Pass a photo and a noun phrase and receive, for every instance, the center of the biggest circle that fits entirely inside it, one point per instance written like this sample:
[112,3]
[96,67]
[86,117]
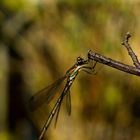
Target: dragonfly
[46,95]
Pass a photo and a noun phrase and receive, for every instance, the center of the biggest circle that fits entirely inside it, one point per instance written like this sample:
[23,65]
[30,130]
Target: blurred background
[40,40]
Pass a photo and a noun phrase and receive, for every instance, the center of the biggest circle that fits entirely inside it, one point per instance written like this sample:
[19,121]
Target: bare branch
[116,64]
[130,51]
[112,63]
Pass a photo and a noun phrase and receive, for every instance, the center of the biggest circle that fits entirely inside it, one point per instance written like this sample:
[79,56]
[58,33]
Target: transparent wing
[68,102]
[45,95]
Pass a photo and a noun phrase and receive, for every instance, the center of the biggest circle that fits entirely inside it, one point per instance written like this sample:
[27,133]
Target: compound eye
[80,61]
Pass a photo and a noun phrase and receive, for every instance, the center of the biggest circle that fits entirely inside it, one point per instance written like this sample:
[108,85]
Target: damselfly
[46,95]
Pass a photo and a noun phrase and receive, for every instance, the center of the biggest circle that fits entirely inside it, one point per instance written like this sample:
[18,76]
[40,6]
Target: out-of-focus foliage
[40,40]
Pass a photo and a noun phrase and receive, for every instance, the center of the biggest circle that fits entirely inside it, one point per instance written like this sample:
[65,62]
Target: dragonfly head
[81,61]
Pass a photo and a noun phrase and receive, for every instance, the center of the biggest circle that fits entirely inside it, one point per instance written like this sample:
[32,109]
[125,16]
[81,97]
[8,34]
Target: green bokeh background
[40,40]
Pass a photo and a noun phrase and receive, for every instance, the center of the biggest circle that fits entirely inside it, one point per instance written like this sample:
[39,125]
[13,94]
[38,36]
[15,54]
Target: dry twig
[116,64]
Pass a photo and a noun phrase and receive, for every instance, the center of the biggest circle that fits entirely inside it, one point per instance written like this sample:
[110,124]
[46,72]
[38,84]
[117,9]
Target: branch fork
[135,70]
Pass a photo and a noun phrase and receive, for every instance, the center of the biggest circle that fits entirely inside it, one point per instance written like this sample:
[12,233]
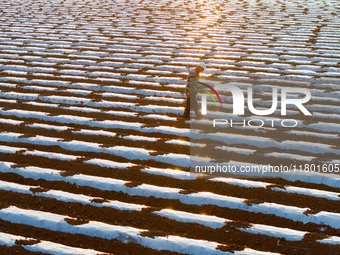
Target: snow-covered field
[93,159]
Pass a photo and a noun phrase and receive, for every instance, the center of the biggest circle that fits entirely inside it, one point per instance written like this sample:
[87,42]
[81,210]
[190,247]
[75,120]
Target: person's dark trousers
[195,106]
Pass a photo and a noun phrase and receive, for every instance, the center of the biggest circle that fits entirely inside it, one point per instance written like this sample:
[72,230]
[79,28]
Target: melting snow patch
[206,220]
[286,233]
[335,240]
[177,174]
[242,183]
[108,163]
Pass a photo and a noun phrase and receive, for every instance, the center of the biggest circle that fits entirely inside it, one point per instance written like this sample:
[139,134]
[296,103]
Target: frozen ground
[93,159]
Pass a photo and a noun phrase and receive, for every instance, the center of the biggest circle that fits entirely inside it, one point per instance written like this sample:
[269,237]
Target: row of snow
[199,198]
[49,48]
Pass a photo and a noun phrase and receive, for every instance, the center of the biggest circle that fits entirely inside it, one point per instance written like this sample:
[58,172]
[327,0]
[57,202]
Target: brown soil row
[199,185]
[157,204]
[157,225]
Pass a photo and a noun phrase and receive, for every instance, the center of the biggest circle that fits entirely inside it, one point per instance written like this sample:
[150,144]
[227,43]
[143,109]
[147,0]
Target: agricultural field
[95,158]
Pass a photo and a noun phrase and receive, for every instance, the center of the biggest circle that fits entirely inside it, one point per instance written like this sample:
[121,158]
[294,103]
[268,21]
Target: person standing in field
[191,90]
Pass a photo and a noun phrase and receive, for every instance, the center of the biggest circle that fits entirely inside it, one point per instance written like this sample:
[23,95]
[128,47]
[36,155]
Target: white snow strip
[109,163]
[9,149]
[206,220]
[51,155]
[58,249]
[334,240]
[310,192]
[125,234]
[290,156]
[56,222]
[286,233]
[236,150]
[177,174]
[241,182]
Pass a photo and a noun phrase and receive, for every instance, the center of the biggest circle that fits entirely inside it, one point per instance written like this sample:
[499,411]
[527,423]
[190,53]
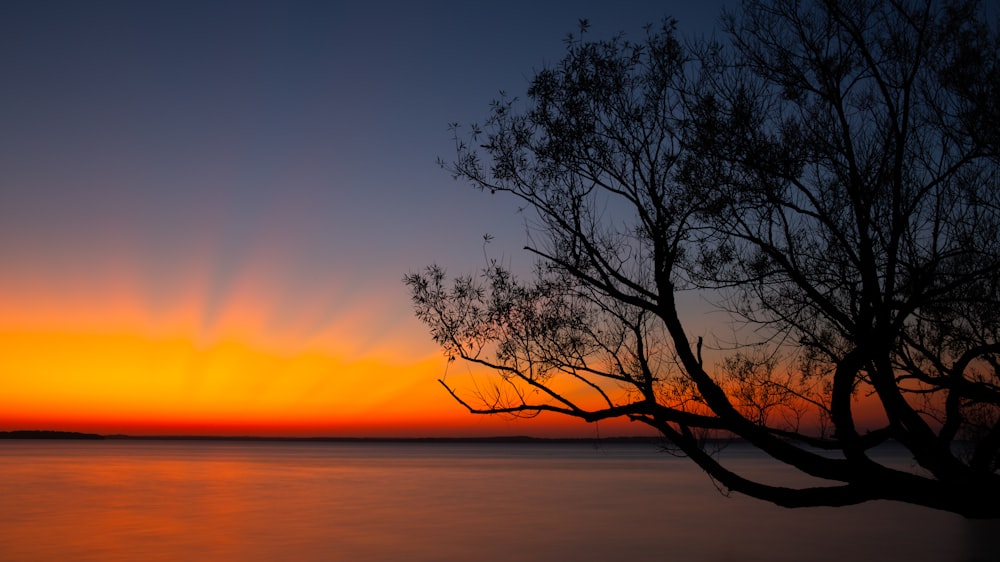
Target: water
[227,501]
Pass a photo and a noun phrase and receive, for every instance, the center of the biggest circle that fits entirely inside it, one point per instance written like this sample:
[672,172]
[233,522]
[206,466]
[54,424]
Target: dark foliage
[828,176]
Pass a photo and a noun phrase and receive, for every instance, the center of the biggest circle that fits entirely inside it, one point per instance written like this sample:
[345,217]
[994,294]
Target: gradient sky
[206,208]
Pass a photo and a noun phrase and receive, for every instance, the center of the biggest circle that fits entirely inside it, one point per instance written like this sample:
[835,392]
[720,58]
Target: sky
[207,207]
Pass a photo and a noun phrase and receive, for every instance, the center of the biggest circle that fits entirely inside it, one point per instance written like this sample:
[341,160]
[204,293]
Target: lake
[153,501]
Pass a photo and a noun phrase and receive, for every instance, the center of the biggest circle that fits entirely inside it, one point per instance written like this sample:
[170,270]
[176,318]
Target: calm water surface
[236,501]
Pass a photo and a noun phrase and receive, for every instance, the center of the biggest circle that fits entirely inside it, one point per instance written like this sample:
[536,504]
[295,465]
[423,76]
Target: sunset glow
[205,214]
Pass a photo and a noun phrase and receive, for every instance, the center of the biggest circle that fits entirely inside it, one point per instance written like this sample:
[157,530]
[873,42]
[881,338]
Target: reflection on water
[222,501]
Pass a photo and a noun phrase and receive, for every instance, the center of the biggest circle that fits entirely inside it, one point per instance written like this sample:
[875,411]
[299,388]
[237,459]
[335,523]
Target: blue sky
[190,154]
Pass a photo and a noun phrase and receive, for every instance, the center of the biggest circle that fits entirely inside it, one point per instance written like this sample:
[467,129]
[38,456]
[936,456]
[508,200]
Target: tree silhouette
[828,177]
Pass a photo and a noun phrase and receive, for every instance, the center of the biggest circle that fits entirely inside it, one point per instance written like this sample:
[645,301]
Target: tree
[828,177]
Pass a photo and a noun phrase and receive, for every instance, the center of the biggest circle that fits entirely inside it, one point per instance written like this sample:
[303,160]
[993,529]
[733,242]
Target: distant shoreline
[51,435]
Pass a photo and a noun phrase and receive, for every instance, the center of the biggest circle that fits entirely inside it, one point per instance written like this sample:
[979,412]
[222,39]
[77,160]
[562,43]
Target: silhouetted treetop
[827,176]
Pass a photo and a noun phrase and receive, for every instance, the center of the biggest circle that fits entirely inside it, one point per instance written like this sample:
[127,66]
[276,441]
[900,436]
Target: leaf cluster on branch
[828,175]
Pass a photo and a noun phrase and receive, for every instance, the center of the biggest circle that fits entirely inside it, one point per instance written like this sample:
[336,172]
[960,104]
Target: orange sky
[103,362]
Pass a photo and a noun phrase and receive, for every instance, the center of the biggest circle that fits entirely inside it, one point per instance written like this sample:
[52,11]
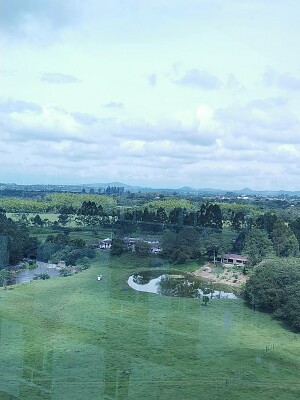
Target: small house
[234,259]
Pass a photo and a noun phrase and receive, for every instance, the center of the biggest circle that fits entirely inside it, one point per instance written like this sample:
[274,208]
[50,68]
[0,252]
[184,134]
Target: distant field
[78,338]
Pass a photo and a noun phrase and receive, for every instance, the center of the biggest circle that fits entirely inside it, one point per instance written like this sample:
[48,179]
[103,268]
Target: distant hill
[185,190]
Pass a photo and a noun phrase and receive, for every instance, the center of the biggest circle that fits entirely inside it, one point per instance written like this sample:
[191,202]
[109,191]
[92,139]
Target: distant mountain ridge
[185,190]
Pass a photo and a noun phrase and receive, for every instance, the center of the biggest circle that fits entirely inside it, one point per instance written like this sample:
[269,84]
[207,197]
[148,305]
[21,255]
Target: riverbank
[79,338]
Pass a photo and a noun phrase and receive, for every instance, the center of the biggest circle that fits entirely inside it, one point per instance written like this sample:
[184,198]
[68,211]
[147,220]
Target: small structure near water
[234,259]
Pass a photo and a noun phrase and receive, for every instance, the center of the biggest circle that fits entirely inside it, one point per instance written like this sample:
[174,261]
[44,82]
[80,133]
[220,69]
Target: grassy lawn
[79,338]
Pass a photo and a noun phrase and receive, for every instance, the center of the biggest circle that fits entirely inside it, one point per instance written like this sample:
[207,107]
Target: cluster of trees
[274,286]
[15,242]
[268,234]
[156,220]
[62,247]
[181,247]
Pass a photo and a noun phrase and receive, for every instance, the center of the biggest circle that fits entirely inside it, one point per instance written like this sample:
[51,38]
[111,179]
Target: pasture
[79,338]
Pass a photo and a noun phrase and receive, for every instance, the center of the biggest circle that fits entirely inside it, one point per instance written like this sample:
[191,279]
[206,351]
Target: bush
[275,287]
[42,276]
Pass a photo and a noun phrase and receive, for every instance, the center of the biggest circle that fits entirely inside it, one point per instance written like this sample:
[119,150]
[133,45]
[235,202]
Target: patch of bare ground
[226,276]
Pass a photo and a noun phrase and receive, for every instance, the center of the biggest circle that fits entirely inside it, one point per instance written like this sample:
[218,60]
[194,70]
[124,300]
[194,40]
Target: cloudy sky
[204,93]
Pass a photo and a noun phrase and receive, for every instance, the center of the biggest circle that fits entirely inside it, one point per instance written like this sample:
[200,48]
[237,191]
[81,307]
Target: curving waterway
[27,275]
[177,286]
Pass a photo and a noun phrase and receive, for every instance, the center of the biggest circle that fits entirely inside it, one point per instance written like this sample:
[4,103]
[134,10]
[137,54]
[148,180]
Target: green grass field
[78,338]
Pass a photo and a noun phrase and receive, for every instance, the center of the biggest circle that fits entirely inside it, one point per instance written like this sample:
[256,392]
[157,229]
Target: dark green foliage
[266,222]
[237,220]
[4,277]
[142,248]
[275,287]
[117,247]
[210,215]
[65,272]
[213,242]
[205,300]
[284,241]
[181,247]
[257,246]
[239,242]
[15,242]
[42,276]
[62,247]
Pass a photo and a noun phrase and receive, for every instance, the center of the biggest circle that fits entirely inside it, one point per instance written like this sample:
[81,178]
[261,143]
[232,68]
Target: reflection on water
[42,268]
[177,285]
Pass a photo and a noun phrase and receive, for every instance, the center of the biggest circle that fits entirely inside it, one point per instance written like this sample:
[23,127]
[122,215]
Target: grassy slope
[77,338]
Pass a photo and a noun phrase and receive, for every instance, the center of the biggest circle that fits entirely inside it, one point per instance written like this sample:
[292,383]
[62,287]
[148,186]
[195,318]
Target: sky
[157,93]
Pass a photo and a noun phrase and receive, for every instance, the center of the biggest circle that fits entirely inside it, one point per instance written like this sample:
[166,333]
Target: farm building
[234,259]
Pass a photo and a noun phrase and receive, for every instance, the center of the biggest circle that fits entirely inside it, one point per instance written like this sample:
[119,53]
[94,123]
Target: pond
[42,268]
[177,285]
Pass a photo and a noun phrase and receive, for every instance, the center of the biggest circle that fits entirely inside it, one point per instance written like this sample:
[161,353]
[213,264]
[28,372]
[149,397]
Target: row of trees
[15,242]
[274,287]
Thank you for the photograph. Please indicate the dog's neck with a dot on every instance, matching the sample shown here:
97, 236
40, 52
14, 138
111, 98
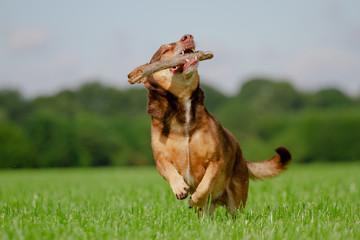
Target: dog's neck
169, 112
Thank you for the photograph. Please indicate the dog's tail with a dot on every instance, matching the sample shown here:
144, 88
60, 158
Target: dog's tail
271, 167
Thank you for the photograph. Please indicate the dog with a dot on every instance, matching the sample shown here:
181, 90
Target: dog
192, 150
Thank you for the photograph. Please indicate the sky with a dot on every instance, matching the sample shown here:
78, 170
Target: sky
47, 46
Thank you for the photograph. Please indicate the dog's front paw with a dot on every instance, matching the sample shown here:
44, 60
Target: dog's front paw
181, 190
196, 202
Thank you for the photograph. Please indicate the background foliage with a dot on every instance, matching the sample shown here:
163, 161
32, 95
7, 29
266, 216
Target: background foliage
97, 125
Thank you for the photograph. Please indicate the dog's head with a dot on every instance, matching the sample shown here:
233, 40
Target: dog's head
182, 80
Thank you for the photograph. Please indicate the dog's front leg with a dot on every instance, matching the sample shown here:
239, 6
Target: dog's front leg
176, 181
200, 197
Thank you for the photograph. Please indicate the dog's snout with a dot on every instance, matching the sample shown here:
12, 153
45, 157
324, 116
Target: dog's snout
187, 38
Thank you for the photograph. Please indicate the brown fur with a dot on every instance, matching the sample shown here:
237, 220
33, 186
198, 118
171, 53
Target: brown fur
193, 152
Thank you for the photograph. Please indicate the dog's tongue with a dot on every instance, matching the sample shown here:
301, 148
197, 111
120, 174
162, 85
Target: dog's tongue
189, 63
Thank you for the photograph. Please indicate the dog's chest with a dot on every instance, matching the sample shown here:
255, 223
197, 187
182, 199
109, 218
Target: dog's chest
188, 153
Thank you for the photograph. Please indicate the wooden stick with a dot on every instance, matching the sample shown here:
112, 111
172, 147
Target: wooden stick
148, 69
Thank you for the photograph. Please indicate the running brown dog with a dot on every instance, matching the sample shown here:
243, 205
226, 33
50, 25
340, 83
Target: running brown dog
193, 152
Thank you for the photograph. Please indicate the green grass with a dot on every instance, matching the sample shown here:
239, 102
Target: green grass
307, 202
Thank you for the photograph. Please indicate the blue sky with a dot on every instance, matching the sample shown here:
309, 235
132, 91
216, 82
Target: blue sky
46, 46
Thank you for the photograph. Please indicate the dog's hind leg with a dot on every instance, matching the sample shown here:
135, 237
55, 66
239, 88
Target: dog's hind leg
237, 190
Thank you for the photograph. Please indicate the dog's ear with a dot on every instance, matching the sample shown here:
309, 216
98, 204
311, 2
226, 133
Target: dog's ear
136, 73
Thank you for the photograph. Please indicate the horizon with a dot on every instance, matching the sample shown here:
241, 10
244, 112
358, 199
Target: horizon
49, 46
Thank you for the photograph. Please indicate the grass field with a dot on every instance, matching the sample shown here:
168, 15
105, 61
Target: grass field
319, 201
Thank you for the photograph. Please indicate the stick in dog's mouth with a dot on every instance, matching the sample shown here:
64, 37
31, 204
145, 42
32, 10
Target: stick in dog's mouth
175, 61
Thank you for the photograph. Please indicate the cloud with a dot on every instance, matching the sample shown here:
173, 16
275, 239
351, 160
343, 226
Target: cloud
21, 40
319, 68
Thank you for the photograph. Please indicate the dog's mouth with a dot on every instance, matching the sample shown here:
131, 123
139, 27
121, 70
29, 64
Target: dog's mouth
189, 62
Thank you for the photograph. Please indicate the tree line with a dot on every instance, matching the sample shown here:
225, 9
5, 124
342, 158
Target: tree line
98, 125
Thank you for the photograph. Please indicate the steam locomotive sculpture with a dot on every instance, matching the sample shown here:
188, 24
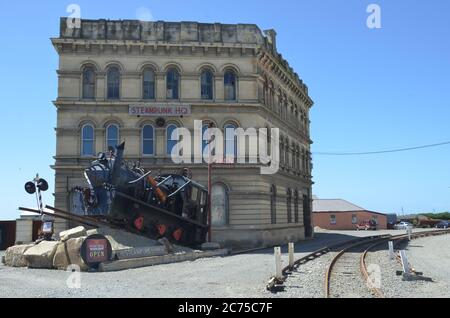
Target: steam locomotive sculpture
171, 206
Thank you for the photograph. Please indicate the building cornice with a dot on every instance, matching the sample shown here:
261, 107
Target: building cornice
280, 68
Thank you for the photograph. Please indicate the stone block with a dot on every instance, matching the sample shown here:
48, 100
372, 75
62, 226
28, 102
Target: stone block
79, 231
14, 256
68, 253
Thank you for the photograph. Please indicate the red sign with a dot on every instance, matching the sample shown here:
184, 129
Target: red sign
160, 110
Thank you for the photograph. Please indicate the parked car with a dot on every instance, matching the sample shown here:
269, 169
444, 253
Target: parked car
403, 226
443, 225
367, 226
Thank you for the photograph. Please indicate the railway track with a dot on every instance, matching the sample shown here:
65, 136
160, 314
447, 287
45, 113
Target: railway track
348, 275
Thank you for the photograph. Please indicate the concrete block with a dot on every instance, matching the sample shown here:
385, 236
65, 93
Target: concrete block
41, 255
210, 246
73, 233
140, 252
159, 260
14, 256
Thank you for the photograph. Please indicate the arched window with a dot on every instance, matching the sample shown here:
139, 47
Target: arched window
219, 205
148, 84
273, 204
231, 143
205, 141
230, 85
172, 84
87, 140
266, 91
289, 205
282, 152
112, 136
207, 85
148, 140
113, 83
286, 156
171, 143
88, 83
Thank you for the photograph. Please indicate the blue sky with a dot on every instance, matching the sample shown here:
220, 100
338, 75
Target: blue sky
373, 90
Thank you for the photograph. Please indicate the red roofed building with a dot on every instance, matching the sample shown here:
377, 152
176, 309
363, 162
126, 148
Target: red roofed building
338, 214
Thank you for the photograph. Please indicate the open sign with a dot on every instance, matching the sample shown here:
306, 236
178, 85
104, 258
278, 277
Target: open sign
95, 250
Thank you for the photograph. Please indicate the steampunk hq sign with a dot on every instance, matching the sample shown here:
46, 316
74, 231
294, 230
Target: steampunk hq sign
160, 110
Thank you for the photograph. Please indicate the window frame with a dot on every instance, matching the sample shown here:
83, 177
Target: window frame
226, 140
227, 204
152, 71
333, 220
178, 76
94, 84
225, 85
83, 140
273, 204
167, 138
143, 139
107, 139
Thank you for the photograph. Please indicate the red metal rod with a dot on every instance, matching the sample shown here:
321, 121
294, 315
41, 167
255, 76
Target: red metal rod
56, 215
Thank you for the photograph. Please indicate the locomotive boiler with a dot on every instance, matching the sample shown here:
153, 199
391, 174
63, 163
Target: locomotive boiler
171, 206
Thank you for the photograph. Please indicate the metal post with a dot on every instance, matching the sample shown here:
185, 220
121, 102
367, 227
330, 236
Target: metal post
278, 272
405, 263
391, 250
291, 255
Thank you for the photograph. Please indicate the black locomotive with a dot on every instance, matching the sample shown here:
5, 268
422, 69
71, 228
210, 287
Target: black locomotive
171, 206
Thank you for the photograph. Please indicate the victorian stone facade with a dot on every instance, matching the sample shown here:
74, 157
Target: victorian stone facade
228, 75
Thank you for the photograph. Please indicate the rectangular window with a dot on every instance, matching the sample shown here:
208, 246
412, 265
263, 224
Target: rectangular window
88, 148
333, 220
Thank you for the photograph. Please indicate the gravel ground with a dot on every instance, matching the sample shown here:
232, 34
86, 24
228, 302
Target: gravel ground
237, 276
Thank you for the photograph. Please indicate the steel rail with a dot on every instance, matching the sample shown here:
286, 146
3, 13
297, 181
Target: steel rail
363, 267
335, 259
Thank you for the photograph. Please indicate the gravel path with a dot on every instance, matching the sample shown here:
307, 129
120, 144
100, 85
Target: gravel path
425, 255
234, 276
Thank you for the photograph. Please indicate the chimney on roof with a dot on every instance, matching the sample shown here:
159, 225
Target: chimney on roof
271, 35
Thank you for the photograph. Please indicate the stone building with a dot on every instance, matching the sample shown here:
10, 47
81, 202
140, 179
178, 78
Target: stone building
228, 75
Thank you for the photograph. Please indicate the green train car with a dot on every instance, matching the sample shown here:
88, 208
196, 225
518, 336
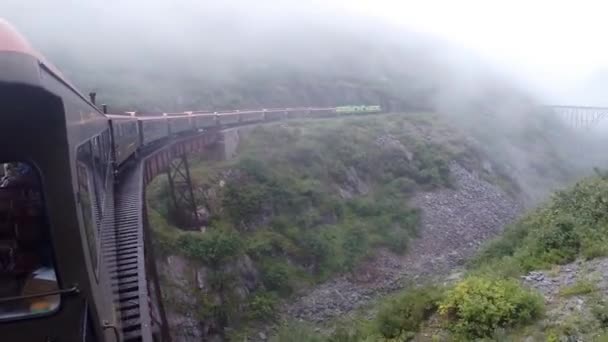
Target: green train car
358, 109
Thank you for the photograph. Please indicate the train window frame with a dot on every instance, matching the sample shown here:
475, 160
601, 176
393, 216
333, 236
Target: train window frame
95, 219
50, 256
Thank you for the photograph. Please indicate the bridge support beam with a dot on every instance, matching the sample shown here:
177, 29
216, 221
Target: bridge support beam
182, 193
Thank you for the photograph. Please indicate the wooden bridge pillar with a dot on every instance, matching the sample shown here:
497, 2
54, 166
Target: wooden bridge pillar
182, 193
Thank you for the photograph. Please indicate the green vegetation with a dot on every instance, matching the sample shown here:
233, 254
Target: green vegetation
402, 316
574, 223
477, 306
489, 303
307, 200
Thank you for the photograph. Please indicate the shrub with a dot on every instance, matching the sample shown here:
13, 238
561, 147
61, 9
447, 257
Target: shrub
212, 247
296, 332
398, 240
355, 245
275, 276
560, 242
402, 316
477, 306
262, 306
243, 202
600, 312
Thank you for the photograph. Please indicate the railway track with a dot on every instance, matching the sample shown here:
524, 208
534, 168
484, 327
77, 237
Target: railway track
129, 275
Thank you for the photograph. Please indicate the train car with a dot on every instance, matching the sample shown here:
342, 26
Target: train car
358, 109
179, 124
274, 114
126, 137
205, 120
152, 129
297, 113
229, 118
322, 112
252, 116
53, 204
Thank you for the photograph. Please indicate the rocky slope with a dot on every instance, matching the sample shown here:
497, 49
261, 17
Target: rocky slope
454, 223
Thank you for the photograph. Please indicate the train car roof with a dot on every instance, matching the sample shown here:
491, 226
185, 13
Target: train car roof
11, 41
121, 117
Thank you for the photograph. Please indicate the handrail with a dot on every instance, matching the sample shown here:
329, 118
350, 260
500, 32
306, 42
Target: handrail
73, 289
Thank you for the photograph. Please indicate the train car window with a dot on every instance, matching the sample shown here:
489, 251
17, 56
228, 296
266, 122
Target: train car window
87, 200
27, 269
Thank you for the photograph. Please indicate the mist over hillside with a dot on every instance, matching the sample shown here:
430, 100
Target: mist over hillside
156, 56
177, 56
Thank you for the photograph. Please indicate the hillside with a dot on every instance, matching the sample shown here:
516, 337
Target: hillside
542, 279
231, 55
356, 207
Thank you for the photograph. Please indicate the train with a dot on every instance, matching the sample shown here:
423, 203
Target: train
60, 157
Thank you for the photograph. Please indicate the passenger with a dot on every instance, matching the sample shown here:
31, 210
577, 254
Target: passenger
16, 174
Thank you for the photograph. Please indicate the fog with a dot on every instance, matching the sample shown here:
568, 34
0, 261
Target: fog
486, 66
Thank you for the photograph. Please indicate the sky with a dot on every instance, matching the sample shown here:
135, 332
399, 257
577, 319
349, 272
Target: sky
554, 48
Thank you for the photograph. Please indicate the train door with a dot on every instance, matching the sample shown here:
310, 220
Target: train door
· · · · · · ·
_TO DO_
Which lines in the listing above include the string "door"? Copy each of them.

_RESULT_
Thank you for the photograph. Please indicate the train door with a dot on every instance, matching the sample shown here:
Target: train door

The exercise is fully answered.